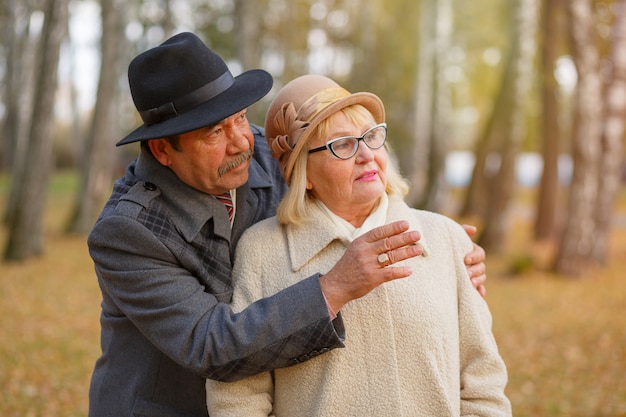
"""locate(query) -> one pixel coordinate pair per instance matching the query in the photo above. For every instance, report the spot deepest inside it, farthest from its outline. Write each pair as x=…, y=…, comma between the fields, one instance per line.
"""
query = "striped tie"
x=227, y=200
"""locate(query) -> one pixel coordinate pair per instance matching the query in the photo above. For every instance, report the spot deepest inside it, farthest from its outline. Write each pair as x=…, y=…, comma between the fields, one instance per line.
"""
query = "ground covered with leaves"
x=564, y=340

(Requirements) Could you retype all of the data above word for word, leaving the pictures out of your answer?

(Task result)
"""locate(query) -> one pixel coordinate pair per instance matching the query in the photo above. For every instance, report the spot deepest inside it, farthest from its outline. Write each pair as x=…, y=…, comma between the fields, one instance per line.
"""
query = "striped tie"
x=227, y=200
"""locate(query) -> one pixel coordinate pair per instance matching the query in the photo above. For every instance, report the spot deepest inside it, farthest from its outline. Write each pair as x=…, y=…, comma between the fields, one instance per line.
"""
query = "ground covered with leaves"
x=564, y=340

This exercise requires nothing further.